>> start

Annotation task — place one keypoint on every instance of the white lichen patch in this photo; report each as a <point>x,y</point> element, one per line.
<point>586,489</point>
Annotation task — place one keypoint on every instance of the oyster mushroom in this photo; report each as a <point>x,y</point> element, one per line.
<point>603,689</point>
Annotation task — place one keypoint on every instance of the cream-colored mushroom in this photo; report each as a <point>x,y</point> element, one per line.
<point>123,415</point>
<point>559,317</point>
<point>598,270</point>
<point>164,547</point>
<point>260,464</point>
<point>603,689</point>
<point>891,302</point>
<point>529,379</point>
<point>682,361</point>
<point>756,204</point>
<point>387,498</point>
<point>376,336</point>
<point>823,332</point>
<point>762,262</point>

>> end
>> start

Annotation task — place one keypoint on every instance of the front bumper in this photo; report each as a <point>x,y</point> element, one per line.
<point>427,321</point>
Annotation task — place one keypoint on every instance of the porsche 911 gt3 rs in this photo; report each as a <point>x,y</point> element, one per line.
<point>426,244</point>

>> end
>> start

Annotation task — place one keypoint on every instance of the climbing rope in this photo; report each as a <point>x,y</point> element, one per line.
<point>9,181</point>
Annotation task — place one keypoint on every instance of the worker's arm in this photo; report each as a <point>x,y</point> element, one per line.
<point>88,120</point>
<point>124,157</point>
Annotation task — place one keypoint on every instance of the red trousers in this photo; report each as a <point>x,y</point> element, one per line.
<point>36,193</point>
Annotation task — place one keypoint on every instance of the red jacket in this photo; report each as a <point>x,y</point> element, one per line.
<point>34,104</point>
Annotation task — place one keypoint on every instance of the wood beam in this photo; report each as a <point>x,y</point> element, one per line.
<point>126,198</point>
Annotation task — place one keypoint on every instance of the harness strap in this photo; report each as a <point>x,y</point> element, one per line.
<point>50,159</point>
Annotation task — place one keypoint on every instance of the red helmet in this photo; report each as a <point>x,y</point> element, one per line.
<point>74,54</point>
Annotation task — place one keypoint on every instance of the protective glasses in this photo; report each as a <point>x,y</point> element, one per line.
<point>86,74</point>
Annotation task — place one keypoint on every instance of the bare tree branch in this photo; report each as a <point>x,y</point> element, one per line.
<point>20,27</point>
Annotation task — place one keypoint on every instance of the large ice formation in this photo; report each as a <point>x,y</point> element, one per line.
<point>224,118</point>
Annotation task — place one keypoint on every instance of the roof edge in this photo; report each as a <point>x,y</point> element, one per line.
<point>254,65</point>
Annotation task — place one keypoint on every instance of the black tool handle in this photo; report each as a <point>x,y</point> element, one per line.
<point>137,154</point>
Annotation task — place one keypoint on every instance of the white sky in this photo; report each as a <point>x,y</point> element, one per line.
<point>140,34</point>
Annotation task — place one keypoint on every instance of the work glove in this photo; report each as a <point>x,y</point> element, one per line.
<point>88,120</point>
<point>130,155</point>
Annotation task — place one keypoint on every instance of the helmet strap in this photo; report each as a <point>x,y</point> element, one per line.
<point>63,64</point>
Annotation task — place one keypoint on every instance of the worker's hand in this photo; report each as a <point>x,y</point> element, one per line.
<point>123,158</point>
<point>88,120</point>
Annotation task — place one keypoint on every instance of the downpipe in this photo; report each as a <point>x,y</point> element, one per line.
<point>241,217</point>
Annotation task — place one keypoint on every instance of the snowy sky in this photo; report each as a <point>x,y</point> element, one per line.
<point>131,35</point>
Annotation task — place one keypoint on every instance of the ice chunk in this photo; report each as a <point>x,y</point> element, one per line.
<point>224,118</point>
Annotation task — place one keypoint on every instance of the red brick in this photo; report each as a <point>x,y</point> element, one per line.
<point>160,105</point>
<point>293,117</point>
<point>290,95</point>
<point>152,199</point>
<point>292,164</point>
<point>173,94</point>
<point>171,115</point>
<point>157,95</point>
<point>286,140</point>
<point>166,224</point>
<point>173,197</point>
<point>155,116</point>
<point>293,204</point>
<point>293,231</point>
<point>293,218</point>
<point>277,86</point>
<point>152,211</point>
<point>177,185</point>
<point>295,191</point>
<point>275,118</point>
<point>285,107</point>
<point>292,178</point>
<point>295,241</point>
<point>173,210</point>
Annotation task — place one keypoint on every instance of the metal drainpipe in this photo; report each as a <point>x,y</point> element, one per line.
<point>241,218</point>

>> end

## What you are asked to do
Format the rows as a numbered list, starting with the line that contains "the white lichen" and continuing through the line that contains "<point>762,262</point>", both included, with any blank lines left out.

## Written solution
1. Annotation task — place one keypoint on every instance of the white lichen patch in this photo; report each as a <point>x,y</point> element, one per line.
2. <point>586,489</point>
3. Annotation task — place one keypoint on every instance of the oyster mushroom in this photo; report each as a <point>x,y</point> element, one per line.
4. <point>603,689</point>
5. Annotation task — place one keypoint on every instance of the cream-colored mushroom in this photo; report each as a <point>x,y</point> element, one per line.
6. <point>123,415</point>
7. <point>559,317</point>
8. <point>598,270</point>
9. <point>164,547</point>
10. <point>260,464</point>
11. <point>603,689</point>
12. <point>891,302</point>
13. <point>529,379</point>
14. <point>682,361</point>
15. <point>756,204</point>
16. <point>387,498</point>
17. <point>376,336</point>
18. <point>823,332</point>
19. <point>762,262</point>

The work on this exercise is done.